WHAT THIS TASK INVOLVES: From the data below, retype exactly the lines starting with the one that contains "Query: truck wheel" and ending with the one that contains "written like [343,217].", both included.

╭─ MATERIAL SHOWN

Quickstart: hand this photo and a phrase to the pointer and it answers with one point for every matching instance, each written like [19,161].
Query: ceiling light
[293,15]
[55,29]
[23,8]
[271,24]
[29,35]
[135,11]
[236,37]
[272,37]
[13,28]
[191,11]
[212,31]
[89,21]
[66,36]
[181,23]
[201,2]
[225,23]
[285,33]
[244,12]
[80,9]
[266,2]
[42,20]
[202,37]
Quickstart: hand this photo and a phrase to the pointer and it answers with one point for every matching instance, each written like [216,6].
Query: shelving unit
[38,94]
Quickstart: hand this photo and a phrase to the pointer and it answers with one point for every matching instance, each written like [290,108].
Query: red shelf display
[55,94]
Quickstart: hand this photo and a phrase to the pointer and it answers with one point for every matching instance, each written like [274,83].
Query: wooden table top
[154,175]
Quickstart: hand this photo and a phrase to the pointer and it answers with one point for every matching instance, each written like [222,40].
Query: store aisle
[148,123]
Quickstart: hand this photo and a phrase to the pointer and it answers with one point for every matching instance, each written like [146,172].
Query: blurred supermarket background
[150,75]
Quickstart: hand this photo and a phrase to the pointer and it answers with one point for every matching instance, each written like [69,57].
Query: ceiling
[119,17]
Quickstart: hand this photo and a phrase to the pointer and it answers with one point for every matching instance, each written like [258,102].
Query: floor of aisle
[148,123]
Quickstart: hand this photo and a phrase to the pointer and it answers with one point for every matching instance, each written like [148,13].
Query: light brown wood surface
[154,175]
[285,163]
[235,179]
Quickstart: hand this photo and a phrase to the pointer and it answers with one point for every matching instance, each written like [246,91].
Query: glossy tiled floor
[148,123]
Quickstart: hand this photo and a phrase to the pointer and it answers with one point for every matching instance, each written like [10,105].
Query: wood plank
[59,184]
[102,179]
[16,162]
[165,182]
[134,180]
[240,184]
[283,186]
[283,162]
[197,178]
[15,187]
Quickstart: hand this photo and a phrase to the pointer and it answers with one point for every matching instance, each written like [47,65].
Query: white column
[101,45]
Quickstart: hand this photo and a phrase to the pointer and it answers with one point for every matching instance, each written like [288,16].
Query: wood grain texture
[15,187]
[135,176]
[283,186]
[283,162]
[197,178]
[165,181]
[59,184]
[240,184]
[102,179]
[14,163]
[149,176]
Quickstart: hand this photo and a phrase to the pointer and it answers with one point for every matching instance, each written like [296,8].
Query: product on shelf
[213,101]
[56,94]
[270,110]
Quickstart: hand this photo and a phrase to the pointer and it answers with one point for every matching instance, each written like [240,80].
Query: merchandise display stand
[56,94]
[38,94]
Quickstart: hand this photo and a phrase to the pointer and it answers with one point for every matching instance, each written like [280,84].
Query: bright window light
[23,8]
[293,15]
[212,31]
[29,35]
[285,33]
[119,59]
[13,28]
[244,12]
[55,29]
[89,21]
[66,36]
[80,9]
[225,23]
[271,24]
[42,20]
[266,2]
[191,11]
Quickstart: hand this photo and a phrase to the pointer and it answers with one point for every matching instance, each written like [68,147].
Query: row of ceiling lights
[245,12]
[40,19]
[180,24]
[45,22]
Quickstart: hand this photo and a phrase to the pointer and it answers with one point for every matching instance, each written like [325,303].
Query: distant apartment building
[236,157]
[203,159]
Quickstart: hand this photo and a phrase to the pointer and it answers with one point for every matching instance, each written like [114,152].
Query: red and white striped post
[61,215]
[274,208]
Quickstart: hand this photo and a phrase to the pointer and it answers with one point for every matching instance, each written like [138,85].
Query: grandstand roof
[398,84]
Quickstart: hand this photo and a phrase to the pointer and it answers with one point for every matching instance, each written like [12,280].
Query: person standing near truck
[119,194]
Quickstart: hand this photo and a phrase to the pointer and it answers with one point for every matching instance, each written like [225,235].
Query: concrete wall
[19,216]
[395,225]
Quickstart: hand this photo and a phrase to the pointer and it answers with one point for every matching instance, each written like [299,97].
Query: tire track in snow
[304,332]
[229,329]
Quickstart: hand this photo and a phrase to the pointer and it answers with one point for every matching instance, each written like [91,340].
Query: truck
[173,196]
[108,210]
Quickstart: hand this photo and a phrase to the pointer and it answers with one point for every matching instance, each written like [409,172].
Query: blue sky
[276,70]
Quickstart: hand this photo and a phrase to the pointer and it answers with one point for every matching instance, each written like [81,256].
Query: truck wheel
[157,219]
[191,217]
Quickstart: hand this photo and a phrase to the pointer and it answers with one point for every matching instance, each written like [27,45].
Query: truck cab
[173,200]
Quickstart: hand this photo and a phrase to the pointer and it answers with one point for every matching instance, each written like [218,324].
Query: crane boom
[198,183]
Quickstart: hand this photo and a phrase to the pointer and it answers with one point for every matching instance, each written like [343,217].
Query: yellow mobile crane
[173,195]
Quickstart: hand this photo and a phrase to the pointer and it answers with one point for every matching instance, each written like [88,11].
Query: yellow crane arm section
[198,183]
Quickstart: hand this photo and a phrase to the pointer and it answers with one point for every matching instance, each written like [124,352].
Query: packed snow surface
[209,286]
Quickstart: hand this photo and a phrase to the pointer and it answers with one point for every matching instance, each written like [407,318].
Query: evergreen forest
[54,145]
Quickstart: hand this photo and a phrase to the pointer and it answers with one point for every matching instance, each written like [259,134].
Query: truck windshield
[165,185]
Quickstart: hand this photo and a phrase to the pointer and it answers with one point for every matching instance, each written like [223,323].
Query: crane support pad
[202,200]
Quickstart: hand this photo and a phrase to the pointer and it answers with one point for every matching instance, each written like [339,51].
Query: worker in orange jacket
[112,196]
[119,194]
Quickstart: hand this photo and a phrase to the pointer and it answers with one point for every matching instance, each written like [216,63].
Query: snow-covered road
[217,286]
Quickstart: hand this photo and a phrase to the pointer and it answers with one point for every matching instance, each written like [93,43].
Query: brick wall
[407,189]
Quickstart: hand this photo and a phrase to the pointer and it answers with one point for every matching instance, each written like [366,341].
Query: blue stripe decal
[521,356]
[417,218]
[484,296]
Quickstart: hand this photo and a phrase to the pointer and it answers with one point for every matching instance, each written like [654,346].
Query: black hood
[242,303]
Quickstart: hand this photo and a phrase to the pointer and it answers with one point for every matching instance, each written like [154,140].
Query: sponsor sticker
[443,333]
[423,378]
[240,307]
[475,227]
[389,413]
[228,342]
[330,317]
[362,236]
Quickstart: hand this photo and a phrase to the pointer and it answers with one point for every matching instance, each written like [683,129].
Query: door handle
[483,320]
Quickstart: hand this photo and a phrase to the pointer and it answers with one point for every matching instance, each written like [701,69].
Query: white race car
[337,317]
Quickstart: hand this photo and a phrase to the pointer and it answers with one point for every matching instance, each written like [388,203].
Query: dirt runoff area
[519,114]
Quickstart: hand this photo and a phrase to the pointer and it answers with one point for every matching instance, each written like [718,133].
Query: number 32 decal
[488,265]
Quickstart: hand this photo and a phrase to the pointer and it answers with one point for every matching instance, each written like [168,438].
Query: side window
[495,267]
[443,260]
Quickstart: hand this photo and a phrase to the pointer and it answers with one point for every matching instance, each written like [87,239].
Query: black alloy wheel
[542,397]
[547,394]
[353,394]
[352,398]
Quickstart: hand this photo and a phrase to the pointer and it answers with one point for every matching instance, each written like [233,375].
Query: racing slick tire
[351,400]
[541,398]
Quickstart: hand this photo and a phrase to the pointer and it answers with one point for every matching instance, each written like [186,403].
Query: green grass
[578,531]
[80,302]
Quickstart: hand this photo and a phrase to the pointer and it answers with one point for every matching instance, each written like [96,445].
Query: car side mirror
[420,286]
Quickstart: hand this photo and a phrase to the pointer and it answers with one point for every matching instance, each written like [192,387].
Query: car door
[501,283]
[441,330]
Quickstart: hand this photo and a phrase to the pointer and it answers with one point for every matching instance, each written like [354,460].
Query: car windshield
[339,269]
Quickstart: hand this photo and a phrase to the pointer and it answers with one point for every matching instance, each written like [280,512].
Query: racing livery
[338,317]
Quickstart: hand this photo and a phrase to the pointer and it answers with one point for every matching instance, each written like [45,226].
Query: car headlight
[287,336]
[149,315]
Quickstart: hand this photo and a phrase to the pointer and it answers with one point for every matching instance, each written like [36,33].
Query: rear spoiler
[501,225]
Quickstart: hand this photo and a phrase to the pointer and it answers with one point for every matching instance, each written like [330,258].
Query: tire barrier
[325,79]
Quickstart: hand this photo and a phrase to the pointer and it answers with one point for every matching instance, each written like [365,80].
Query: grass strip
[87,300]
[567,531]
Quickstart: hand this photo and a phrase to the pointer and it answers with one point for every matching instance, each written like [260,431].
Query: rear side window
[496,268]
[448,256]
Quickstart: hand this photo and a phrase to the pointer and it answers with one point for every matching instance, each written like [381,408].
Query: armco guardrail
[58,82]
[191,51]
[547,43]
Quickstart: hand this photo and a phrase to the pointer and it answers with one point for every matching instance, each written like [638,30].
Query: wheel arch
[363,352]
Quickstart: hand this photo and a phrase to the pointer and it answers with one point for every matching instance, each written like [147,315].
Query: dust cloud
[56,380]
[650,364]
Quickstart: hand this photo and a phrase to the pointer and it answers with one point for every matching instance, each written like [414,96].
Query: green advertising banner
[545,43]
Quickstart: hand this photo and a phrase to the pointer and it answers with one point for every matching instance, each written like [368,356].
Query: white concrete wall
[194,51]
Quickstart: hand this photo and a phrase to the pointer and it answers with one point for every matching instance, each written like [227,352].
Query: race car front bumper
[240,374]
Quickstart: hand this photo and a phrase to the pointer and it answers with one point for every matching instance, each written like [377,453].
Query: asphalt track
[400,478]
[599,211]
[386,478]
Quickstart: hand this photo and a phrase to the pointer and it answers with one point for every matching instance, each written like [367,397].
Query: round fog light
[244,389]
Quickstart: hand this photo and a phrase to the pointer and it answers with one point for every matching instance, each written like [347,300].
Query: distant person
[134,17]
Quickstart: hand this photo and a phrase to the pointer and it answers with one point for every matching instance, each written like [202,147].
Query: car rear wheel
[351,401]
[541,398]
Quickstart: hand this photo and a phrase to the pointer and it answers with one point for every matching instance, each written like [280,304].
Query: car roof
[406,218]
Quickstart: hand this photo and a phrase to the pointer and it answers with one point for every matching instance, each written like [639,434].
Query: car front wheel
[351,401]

╰─

SOLUTION TO THIS EXERCISE:
Query: truck wheel
[157,219]
[191,217]
Quickstart: hand this photo and a phrase to the pointer and it answers with one point for every matching instance, each written like [27,45].
Query: truck cab
[173,200]
Quickstart: hand this photo and a phrase to the pointer and it answers with one point for every matching instance, each written like [218,324].
Query: crane boom
[198,183]
Quickstart: hand this photo and a phrase to the pointer and it answers with one point for every matching instance, each written like [343,217].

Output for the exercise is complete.